*SOURCE TEXT*.
# Specific 3D Printers, Scanners, & Hardware > Other 3D Printers / Scanners / Hardware > 3DMonstr Forum >  8 Cubic Feet?  How big is the printer?

## Lindros_bigE

How big is the 3DMonstr that prints builds up to 8 cubic feet?  Where the heck would I store it?

I'd love to be able to print things this big but I don't know how I would store and use it.  I imagine the printer is huge.

----------


## Compro01

> I imagine the printer is huge.


Their specified dimensions for the T-Rex 24 is 34" long, 36" wide, and 37" high and weighs in at 150lbs.

It folds down to 53" long, 36" wide, and 6" high.

----------


## RepRapOwner

What are the dimensions of the largest possible build size?

----------


## 3dm

> What are the dimensions of the largest possible build size?


There are three machines with the following build volumes:

T-Rex 12: 12" x 12" x 12"
T-Rex 18: 18" x 18" x 18"
T-Rex 24: 24" x 24" x 24"

Ben Reytblat

----------


## RepRapOwner

Wow Ben, those are some decent sizes.  May I ask what the actual dimensions of these machines are?

----------


## 3dm

> Wow Ben, those are some decent sizes.  May I ask what the actual dimensions of these machines are?


Thanks! Here's our page with all the dimensions:

http://3dmonstr.com/content/3dmonstr-specifications

----------


## postmahomeson

you can store it in a back of a pickup truck , or under your bed or something ( idk what truck or bed you have it's just a general rule of thumb)

----------

*DATA PROVIDED*.
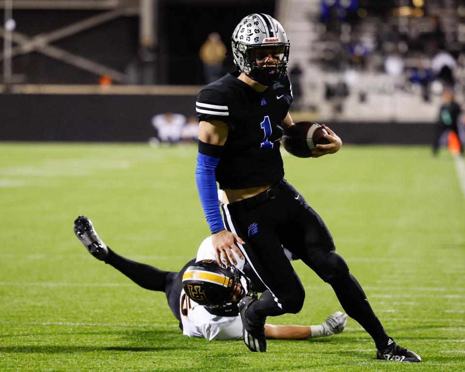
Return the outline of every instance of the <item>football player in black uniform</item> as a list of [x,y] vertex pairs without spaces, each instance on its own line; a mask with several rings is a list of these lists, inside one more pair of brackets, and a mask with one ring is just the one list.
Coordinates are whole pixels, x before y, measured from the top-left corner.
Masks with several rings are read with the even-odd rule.
[[[258,300],[245,297],[239,303],[246,345],[252,351],[265,351],[266,317],[302,308],[304,288],[285,259],[284,246],[331,285],[347,314],[373,338],[378,358],[420,361],[386,334],[335,252],[324,222],[283,178],[279,140],[283,127],[293,122],[286,76],[290,43],[282,26],[267,15],[250,15],[236,27],[232,44],[238,71],[206,86],[197,97],[196,179],[218,263],[222,258],[234,264],[233,251],[243,254],[267,288]],[[342,145],[324,127],[329,143],[317,145],[314,157],[336,153]],[[224,192],[224,223],[217,182]]]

*REQUEST 1*.
List each T-Rex model named in the 3DMonstr thread along with its build volume.
*REQUEST 2*.
Copy the part of the 3DMonstr thread starting at "Thanks! Here's our" and ending at "rule of thumb)".

*EXPECTED OUTPUT 1*.
T-Rex 12: 12" x 12" x 12"
T-Rex 18: 18" x 18" x 18"
T-Rex 24: 24" x 24" x 24"

*EXPECTED OUTPUT 2*.
Thanks! Here's our page with all the dimensions:

http://3dmonstr.com/content/3dmonstr-specifications

----------


## postmahomeson

you can store it in a back of a pickup truck , or under your bed or something ( idk what truck or bed you have it's just a general rule of thumb)